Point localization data
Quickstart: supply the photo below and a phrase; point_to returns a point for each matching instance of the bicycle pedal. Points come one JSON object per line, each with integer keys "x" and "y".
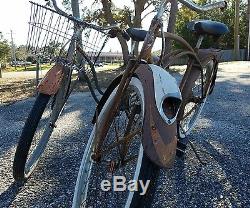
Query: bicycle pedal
{"x": 180, "y": 149}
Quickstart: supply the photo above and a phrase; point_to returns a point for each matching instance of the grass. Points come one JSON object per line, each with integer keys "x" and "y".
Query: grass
{"x": 14, "y": 89}
{"x": 28, "y": 68}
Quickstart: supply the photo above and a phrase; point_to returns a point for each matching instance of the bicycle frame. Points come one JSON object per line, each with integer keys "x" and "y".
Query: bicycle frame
{"x": 131, "y": 70}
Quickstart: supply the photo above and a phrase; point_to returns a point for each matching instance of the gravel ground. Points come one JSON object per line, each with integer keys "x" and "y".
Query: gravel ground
{"x": 221, "y": 137}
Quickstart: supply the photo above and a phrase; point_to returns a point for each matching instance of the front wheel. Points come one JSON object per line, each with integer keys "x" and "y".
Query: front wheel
{"x": 113, "y": 180}
{"x": 34, "y": 138}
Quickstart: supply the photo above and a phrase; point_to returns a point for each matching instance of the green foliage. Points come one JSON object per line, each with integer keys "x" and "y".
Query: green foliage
{"x": 4, "y": 50}
{"x": 185, "y": 15}
{"x": 21, "y": 53}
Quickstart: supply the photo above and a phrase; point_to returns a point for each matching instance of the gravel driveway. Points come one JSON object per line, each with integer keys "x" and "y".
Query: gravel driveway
{"x": 221, "y": 137}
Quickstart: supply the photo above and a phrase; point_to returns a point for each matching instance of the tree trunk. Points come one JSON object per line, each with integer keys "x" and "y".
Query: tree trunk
{"x": 171, "y": 27}
{"x": 137, "y": 21}
{"x": 75, "y": 8}
{"x": 109, "y": 17}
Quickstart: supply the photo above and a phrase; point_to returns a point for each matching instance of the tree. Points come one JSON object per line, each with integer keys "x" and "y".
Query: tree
{"x": 4, "y": 52}
{"x": 104, "y": 12}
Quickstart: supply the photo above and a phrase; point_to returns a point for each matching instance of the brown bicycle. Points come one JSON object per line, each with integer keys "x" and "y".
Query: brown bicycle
{"x": 143, "y": 112}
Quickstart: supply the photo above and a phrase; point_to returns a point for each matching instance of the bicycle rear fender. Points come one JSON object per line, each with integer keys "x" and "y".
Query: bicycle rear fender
{"x": 162, "y": 99}
{"x": 51, "y": 81}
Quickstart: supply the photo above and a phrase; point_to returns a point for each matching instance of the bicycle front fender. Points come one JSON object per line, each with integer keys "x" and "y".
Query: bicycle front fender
{"x": 162, "y": 99}
{"x": 51, "y": 82}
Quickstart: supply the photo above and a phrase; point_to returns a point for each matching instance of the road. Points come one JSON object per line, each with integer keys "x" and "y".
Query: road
{"x": 221, "y": 137}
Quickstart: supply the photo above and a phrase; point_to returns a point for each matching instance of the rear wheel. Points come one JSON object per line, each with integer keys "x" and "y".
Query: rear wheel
{"x": 192, "y": 98}
{"x": 122, "y": 156}
{"x": 34, "y": 138}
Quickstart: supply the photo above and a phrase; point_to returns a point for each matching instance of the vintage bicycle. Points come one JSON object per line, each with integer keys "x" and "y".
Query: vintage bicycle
{"x": 74, "y": 45}
{"x": 144, "y": 111}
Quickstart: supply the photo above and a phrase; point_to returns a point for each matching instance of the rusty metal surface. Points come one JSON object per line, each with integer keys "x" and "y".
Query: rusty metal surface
{"x": 52, "y": 80}
{"x": 159, "y": 139}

▸ ACTION ITEM
Would you restate the records above word for word and exclude the pictures?

▸ PROBLEM SOLUTION
Quickstart: supply the photo below and a phrase; point_to returns a point for each matching instance of the bicycle pedal. Points come one JSON object per line, each with integer keys "x" and "y".
Query: bicycle pedal
{"x": 180, "y": 149}
Quickstart: supply the photo above and a phrase; point_to returns a point for each matching instance of the grass. Points come one JSON object per line, each with integer keys "x" and "y".
Query: grass
{"x": 14, "y": 89}
{"x": 28, "y": 68}
Quickstart: supply the photo above and a phrase; point_to returns a point for each matching instance of the bicycle frame. Points come one JSON object per line, each with integer keys "x" and "y".
Query: bicycle frame
{"x": 131, "y": 70}
Quickstart: supply the photo above and a phrase; point_to returns a point for each matching instance of the gravel ground. Points come one JSON object per line, each with integer keys "x" and "y".
Query: gravel ground
{"x": 221, "y": 137}
Quickstart: supply the photo above and a phrase; point_to returns a point for each matching instance of the front wheel. Points come one JSON object per line, each with integer keys "x" and "y".
Query: front wheel
{"x": 113, "y": 180}
{"x": 34, "y": 138}
Quickstart: supply the photo above and a phrase; point_to returns a point for each matching instance of the green foliage. Points come one JSON object per line, each with integer keys "x" and "y".
Query: green foliage
{"x": 4, "y": 50}
{"x": 185, "y": 15}
{"x": 21, "y": 53}
Quickstart: supply the photo above and a phrase; point_to returns a point for each matching instance of the gravel driveway. Points come one JSON object per line, each with integer keys "x" and "y".
Query: gravel driveway
{"x": 221, "y": 137}
Quickstart: supply the photo above and a phrase; point_to returns a point for each matching instance of the tree trunk. Points come one JSON object per line, each with integer keys "x" and "y".
Query: tree trunk
{"x": 171, "y": 27}
{"x": 137, "y": 21}
{"x": 75, "y": 8}
{"x": 109, "y": 17}
Quickstart: supply the photo above and a phrase; point_to returns a point for each matching instance of the tree. Points come one JSON object per line, each with integer keys "x" and "y".
Query: tree
{"x": 4, "y": 52}
{"x": 104, "y": 12}
Quickstart: supply the photo above and a phrase; point_to returns a point for each matching instance of the brown bicycle. Points come one JSON object per line, each with integer keys "x" and "y".
Query: brown bicycle
{"x": 143, "y": 112}
Quickstart: supply the photo above and a phrase; point_to returns a point for each matching instance of the bicycle rear fender. Points come one JSON object per line, each with integer keys "x" and "y".
Query: bicycle rear fender
{"x": 162, "y": 99}
{"x": 51, "y": 81}
Quickstart: supply the photo above and a phrase; point_to returns a point for each matching instance of the bicycle front fender. Points come one JSON object per line, each with integer keys "x" and "y".
Query: bicycle front fender
{"x": 162, "y": 99}
{"x": 51, "y": 82}
Quickstart: supply the photo above and a phrase; point_to returns a point for each matching instance of the road. Points come one JSON object per line, each with integer keys "x" and "y".
Query: road
{"x": 221, "y": 137}
Quickstart: supply the photo above and a phrase; point_to returns a point for each matching instance of the rear wheel. Points come one JSON object per line, each with integer keys "x" and "y".
Query: rear wheel
{"x": 192, "y": 98}
{"x": 122, "y": 156}
{"x": 34, "y": 138}
Quickstart: supply the photo above and a phrase; point_to returns a point for each matching instance of the vintage bicycle. Points come one JSON object per line, each with integer keys "x" and "y".
Query: vintage bicycle
{"x": 74, "y": 45}
{"x": 144, "y": 111}
Quickstart: supply the photo above and a phrase; point_to returns a point for each matching instance of the rusty metal surface. Points come one JSON object per line, each with integer keys "x" and "y".
Query: rusty metal surface
{"x": 52, "y": 80}
{"x": 159, "y": 139}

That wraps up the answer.